**SHORT TASK A**
List each line of the listing below that contains the string "green", copying every such line in full.

**PAGE**
═══
The Reception and Integration Agency (RIA) at the Department of Justice and Equality.

Evil. Corrupt. Lazy. Fascists.

Direct Provision Accommodation Centres.

Prison. Concentration Camp. Isolation. Death Row.

I had read about it. I had heard about it. The Reception and Integration Agency, the monster under the bed.

I haven’t met a nicer monster.

RIA is an agency within the Department of Justice and Equality in Ireland that focuses on asylum seeker accommodation and provision, including providing for social welfare allowances, free room and board, and a number of other complimentary services including but not limited to utility, food, laundry, literacy services, religious services, etc.

I am studying psychology at Duke University. Understanding the way perceptions are formed, transformed, mutilated, and juxtaposed is a breathtaking foray into the depths of the human mind and its complex intricacies. Despite these complexities of the mind, people still subject RIA to the simplest of mentalities, the mob mentality.

Often people make the mistake of thinking that everything is black and white, that one story is the world. They miss the gray, the infinite stories behind the story, and are satisfied with a scapegoat. RIA has long taken the blame for asylum seeker conditions.

When I found out I would be working at RIA, I immediately scoured the internet for anything mentioning RIA. Nothing but negative commentary. It’s week four now but I remember day one as vividly as yesterday. I walked in, thinking that the office was going to be a monotonous gray space full of regretful, cynical workers. I could not have been more wrong.

To have such low expectations and then to have them shattered so spectacularly and through every ceiling imaginable is mind-bending. I walked inside.

A cacophony of noise. Bustling. Phone calls. Conversations.

A swirl of color. Decorated desks. Well-dressed workers. Open windows.

A plethora of smells. Tea. Cake. Coffee.

And a vibe unmatched. Seriousness. Laughter. Critical Thought.
═══
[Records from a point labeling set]
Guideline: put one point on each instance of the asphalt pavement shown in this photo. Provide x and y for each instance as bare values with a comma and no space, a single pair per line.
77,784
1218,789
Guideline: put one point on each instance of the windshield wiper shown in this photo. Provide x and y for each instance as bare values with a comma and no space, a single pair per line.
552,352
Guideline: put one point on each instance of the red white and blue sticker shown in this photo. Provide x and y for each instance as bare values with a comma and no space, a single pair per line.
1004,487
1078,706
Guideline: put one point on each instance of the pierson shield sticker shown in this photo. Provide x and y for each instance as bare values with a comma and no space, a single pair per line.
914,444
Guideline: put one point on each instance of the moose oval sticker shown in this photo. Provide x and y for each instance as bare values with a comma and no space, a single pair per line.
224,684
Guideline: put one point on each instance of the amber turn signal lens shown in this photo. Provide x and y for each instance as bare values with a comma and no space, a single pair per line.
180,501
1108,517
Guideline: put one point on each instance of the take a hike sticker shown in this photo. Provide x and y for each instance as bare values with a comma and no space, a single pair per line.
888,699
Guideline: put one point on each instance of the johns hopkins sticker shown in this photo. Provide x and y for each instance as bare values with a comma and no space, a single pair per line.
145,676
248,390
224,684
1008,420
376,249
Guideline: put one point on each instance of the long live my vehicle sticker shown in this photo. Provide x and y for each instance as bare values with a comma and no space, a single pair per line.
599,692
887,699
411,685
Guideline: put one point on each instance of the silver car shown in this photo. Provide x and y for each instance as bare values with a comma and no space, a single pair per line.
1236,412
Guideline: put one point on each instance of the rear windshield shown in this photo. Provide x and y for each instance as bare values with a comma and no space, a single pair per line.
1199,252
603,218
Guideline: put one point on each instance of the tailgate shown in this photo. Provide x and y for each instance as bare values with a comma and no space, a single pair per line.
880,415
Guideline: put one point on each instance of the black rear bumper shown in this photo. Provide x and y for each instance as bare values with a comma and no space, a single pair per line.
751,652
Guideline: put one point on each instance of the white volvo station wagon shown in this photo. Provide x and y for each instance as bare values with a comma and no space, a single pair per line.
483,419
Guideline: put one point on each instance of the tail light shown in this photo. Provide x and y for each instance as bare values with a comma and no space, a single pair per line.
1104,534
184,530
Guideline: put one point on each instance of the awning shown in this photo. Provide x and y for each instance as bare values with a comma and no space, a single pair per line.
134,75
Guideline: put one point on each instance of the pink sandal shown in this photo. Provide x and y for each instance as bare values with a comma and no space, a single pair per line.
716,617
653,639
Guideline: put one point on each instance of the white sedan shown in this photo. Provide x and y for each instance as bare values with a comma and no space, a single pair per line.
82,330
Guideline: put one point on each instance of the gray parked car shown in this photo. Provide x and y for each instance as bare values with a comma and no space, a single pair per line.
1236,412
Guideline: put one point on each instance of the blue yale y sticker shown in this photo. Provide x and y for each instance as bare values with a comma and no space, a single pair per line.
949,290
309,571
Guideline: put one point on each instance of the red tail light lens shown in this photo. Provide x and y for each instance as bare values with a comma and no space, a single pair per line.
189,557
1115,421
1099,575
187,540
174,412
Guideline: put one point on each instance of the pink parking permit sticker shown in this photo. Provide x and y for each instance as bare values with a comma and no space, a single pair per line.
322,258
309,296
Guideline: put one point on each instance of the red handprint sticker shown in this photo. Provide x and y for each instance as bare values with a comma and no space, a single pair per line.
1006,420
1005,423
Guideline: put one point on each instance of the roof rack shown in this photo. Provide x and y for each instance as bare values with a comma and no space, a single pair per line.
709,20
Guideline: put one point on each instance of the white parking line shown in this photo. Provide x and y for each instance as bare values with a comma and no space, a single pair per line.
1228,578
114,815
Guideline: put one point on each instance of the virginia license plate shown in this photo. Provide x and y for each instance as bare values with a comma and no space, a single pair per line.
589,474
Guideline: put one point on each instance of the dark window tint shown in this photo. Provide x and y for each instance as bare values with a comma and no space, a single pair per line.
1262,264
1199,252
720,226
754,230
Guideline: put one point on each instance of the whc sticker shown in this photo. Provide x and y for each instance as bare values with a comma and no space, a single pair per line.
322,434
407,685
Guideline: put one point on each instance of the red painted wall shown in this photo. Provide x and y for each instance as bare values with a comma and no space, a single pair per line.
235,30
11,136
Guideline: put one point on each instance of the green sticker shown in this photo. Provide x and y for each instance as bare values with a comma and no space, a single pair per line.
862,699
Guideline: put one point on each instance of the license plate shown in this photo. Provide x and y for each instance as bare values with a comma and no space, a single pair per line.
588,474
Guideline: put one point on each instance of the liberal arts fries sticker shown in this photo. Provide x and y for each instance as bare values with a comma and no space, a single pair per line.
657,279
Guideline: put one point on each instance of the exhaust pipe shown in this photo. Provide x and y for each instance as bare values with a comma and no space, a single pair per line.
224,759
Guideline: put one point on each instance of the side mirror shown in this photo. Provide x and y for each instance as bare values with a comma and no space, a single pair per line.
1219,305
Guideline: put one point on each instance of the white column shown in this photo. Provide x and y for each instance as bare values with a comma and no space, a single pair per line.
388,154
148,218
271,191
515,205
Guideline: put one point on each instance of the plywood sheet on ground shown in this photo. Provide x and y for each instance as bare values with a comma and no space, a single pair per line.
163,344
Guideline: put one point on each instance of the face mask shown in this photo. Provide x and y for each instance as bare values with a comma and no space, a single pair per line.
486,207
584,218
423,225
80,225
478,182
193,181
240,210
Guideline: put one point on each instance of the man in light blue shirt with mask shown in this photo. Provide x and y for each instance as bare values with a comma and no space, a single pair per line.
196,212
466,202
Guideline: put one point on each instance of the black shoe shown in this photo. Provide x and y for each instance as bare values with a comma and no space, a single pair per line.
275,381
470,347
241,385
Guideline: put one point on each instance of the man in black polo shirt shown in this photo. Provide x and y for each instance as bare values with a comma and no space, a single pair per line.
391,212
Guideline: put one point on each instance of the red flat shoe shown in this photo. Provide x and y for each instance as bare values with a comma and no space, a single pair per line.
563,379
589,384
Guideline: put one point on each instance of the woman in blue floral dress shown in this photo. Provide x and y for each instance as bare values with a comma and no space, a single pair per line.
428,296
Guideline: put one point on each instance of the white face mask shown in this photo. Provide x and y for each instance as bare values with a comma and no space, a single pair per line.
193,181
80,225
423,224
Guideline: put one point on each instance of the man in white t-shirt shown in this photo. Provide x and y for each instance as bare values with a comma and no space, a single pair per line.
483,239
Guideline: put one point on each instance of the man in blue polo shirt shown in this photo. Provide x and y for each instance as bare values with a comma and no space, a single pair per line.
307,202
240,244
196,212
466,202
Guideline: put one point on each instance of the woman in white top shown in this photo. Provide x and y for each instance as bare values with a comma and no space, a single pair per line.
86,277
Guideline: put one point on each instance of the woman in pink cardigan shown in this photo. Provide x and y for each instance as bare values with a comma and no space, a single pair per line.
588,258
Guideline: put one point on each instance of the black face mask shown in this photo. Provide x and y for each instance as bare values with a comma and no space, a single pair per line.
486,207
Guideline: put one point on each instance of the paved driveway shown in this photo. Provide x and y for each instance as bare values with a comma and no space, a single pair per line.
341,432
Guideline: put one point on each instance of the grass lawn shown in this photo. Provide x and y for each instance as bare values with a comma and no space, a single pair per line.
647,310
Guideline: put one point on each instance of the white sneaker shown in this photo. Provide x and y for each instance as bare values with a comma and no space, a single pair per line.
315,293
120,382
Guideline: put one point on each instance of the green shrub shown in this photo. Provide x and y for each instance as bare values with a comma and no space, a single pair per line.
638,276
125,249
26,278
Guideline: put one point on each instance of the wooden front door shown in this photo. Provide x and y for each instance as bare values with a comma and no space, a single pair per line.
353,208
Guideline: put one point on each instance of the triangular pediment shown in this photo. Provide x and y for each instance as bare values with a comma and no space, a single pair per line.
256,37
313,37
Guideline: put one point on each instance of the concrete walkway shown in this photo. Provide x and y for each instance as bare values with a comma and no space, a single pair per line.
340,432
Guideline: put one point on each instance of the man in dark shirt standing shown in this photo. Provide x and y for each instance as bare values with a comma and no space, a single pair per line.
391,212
═══
**SHORT TASK B**
Please rename "monster" to "beast" throughout the part of the RIA text between "The Reception and Integration Agency (RIA)" and "religious services, etc.", inclusive, and write out that part again with the change.

**COMPLETE ANSWER A**
Guideline: put one point on each instance of the green sticker shown in this photo. Provide x and y for each instance as bare values with a comma and no space, a single pair per line.
Guideline: put one point on each instance of the green shrub shown in this photo. Provide x and y for each instance as bare values with a comma and no space, a single pair per line.

**COMPLETE ANSWER B**
The Reception and Integration Agency (RIA) at the Department of Justice and Equality.

Evil. Corrupt. Lazy. Fascists.

Direct Provision Accommodation Centres.

Prison. Concentration Camp. Isolation. Death Row.

I had read about it. I had heard about it. The Reception and Integration Agency, the beast under the bed.

I haven’t met a nicer beast.

RIA is an agency within the Department of Justice and Equality in Ireland that focuses on asylum seeker accommodation and provision, including providing for social welfare allowances, free room and board, and a number of other complimentary services including but not limited to utility, food, laundry, literacy services, religious services, etc.